## [Exercise]
Convert the lines below into a numbered list, skipping blank lines and leaving the pictures out.

BEGIN

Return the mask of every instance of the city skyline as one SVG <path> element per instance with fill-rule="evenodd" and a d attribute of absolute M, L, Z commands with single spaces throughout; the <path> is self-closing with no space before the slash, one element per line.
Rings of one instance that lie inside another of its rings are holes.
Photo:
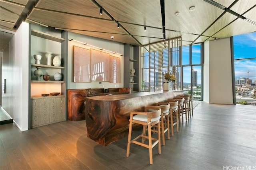
<path fill-rule="evenodd" d="M 234 59 L 256 58 L 256 32 L 233 37 Z M 256 80 L 256 59 L 234 61 L 235 79 L 241 77 Z M 249 72 L 249 74 L 248 74 Z"/>

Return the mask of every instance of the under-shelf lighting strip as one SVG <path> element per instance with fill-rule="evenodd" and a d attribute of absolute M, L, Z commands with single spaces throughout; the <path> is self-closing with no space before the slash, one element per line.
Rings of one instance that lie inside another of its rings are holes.
<path fill-rule="evenodd" d="M 94 47 L 94 48 L 96 48 L 96 49 L 100 49 L 100 50 L 104 50 L 105 51 L 108 51 L 108 52 L 109 53 L 112 53 L 113 54 L 117 54 L 117 55 L 120 55 L 120 56 L 122 56 L 124 55 L 122 54 L 119 54 L 119 53 L 116 53 L 115 52 L 113 52 L 113 51 L 109 51 L 109 50 L 106 50 L 106 49 L 102 49 L 102 48 L 94 46 L 92 45 L 90 45 L 90 44 L 88 44 L 87 43 L 84 43 L 83 42 L 79 41 L 76 40 L 74 40 L 74 39 L 71 39 L 69 40 L 70 41 L 75 41 L 75 42 L 78 42 L 78 43 L 81 43 L 81 44 L 83 44 L 84 45 L 89 45 L 89 46 L 91 46 L 91 47 Z"/>

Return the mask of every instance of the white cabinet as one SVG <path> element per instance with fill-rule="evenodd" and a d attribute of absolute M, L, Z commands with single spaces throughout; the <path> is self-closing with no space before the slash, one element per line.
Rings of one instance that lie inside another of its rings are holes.
<path fill-rule="evenodd" d="M 30 116 L 29 128 L 48 125 L 66 119 L 66 83 L 67 71 L 67 39 L 66 31 L 52 27 L 45 27 L 30 24 L 30 81 L 29 83 L 30 102 L 29 104 Z M 64 37 L 66 38 L 63 38 Z M 52 61 L 56 56 L 61 59 L 60 66 L 48 65 L 46 52 L 53 53 Z M 42 56 L 40 63 L 36 63 L 34 55 Z M 37 78 L 34 71 L 39 68 L 42 75 L 50 75 L 48 80 L 44 80 L 43 76 Z M 55 73 L 61 74 L 60 81 L 54 78 Z M 38 79 L 38 80 L 37 80 Z M 50 95 L 43 97 L 42 94 L 60 92 L 58 96 Z"/>
<path fill-rule="evenodd" d="M 65 120 L 65 96 L 31 98 L 31 128 Z"/>

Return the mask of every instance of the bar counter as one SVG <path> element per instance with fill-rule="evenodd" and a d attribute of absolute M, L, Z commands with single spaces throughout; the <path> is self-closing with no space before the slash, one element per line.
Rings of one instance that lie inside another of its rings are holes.
<path fill-rule="evenodd" d="M 87 137 L 106 146 L 128 135 L 131 111 L 143 111 L 146 106 L 183 94 L 177 90 L 87 97 L 84 104 Z M 141 128 L 134 125 L 132 129 Z"/>

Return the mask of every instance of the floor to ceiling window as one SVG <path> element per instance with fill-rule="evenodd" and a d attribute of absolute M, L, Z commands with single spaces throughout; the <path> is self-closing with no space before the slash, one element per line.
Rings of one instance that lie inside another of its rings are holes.
<path fill-rule="evenodd" d="M 169 90 L 181 90 L 181 37 L 141 47 L 142 92 L 163 90 L 164 75 L 175 70 Z"/>
<path fill-rule="evenodd" d="M 203 49 L 202 44 L 182 47 L 182 89 L 195 100 L 203 99 Z"/>
<path fill-rule="evenodd" d="M 233 37 L 237 104 L 256 106 L 256 32 Z"/>

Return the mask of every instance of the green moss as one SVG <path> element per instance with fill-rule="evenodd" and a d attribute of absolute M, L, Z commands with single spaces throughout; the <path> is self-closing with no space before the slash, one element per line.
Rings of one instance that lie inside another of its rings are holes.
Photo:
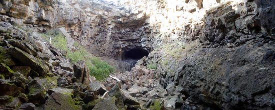
<path fill-rule="evenodd" d="M 156 69 L 158 68 L 158 64 L 156 63 L 149 63 L 147 64 L 147 68 L 150 69 Z"/>
<path fill-rule="evenodd" d="M 50 38 L 51 37 L 52 45 L 60 50 L 66 51 L 66 57 L 70 59 L 73 62 L 77 63 L 80 60 L 85 61 L 87 67 L 89 68 L 90 75 L 94 76 L 98 80 L 104 80 L 114 71 L 114 68 L 106 62 L 92 55 L 78 42 L 74 42 L 74 46 L 77 48 L 78 50 L 69 51 L 66 39 L 60 32 L 50 30 L 46 34 L 41 34 L 42 37 L 48 42 L 49 42 Z"/>
<path fill-rule="evenodd" d="M 12 59 L 12 56 L 9 54 L 8 49 L 6 49 L 0 47 L 0 63 L 2 63 L 8 66 L 16 65 Z"/>
<path fill-rule="evenodd" d="M 155 100 L 153 101 L 150 106 L 151 110 L 162 110 L 164 106 L 162 102 L 160 100 Z"/>
<path fill-rule="evenodd" d="M 5 77 L 4 77 L 4 75 L 2 74 L 0 74 L 0 79 L 5 79 Z"/>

END

## [Exercise output]
1. Return the mask of every instance of the city skyline as one SVG <path> element per instance with fill-rule="evenodd" and a d attribute of absolute M, L, Z commands with single spaces throughout; the <path> is self-closing with no space before the slash, one element per line.
2. Rings of one instance that lie inside another of its rings are holes.
3. Photo:
4. <path fill-rule="evenodd" d="M 234 59 L 256 58 L 256 32 L 233 37 Z M 256 80 L 256 59 L 234 61 L 235 79 L 241 77 Z M 249 72 L 249 74 L 248 74 Z"/>
5. Return the mask of every instance of the under-shelf lighting strip as one SVG <path> element per instance with fill-rule="evenodd" and a d attribute of absolute M, L, Z commands with single spaces throughout; the <path> is self-closing with no space before the slash, one element per line.
6. Rings of one instance that lie inside another of its rings are holes.
7. <path fill-rule="evenodd" d="M 94 47 L 94 48 L 96 48 L 96 49 L 100 49 L 100 50 L 104 50 L 105 51 L 108 51 L 108 52 L 109 53 L 112 53 L 113 54 L 117 54 L 117 55 L 120 55 L 120 56 L 122 56 L 124 55 L 122 54 L 119 54 L 119 53 L 116 53 L 115 52 L 113 52 L 113 51 L 109 51 L 109 50 L 106 50 L 106 49 L 102 49 L 102 48 L 94 46 L 92 45 L 90 45 L 90 44 L 88 44 L 87 43 L 84 43 L 83 42 L 79 41 L 76 40 L 74 40 L 74 39 L 71 39 L 69 40 L 70 41 L 75 41 L 75 42 L 78 42 L 78 43 L 81 43 L 81 44 L 83 44 L 84 45 L 89 45 L 89 46 L 91 46 L 91 47 Z"/>
8. Return the mask of every instance of the white cabinet as one SVG <path> element per instance with fill-rule="evenodd" and a d attribute of absolute M, L, Z commands with single spaces throughout; the <path> is self-closing with no space before the slash, one element per line.
9. Rings of one instance that lie inside another of its rings are holes.
10. <path fill-rule="evenodd" d="M 30 116 L 29 128 L 48 125 L 66 119 L 66 83 L 67 71 L 67 39 L 66 31 L 52 27 L 45 27 L 30 24 L 30 81 L 29 83 L 30 102 L 29 104 Z M 64 37 L 66 38 L 63 38 Z M 52 61 L 56 56 L 61 59 L 60 66 L 48 65 L 46 52 L 53 53 Z M 42 56 L 40 63 L 36 63 L 34 55 Z M 37 78 L 34 71 L 39 68 L 42 75 L 50 75 L 48 80 L 44 80 L 43 76 Z M 55 73 L 61 74 L 60 81 L 54 78 Z M 38 79 L 38 80 L 37 80 Z M 50 95 L 43 97 L 42 94 L 60 92 L 58 96 Z"/>
11. <path fill-rule="evenodd" d="M 65 120 L 65 96 L 31 98 L 31 128 Z"/>
12. Return the mask of every instance of the bar counter as one SVG <path> element per instance with fill-rule="evenodd" and a d attribute of absolute M, L, Z commands with single spaces throughout; the <path> is self-closing with no space before the slash, one element per line.
13. Rings of one instance that lie inside another of its rings are holes.
14. <path fill-rule="evenodd" d="M 87 137 L 106 146 L 128 135 L 131 111 L 143 111 L 146 106 L 183 94 L 177 90 L 87 97 L 84 104 Z M 141 128 L 134 125 L 132 129 Z"/>
15. Return the mask of every instance of the floor to ceiling window as one SVG <path> element per instance with fill-rule="evenodd" and a d attribute of absolute M, L, Z commands with single spaces throughout; the <path> is self-closing with no space before the slash, one element per line.
16. Rings of one instance that lie inside another of its rings are holes.
17. <path fill-rule="evenodd" d="M 169 90 L 181 90 L 181 37 L 141 47 L 142 92 L 163 90 L 164 75 L 175 70 Z"/>
18. <path fill-rule="evenodd" d="M 203 49 L 202 44 L 182 47 L 182 89 L 195 100 L 203 99 Z"/>
19. <path fill-rule="evenodd" d="M 233 37 L 237 104 L 256 106 L 256 32 Z"/>
20. Return the mask of every instance of the green moss as one SVG <path> element per instance with fill-rule="evenodd" and a d attribute of absolute M, L, Z commands with single spaces throughout; the <path> is self-closing with no space before the slash, one element per line.
21. Rings of one instance that lie inside another of its rings are holes.
22. Photo:
23. <path fill-rule="evenodd" d="M 156 69 L 158 68 L 158 64 L 156 63 L 149 63 L 147 64 L 147 68 L 150 69 Z"/>
24. <path fill-rule="evenodd" d="M 50 38 L 51 37 L 52 45 L 60 50 L 66 51 L 66 57 L 70 59 L 73 62 L 77 63 L 80 60 L 85 61 L 87 67 L 89 68 L 90 75 L 94 76 L 98 80 L 104 80 L 114 71 L 114 68 L 106 62 L 92 55 L 78 42 L 74 42 L 74 46 L 77 48 L 78 50 L 69 51 L 66 39 L 60 32 L 50 30 L 46 34 L 41 34 L 42 37 L 48 42 L 49 42 Z"/>
25. <path fill-rule="evenodd" d="M 12 59 L 12 56 L 9 54 L 8 49 L 6 49 L 0 47 L 0 63 L 2 63 L 8 66 L 16 65 Z"/>
26. <path fill-rule="evenodd" d="M 155 100 L 153 101 L 150 106 L 151 110 L 162 110 L 164 106 L 162 102 L 160 100 Z"/>
27. <path fill-rule="evenodd" d="M 5 77 L 4 77 L 4 75 L 2 74 L 0 74 L 0 79 L 5 79 Z"/>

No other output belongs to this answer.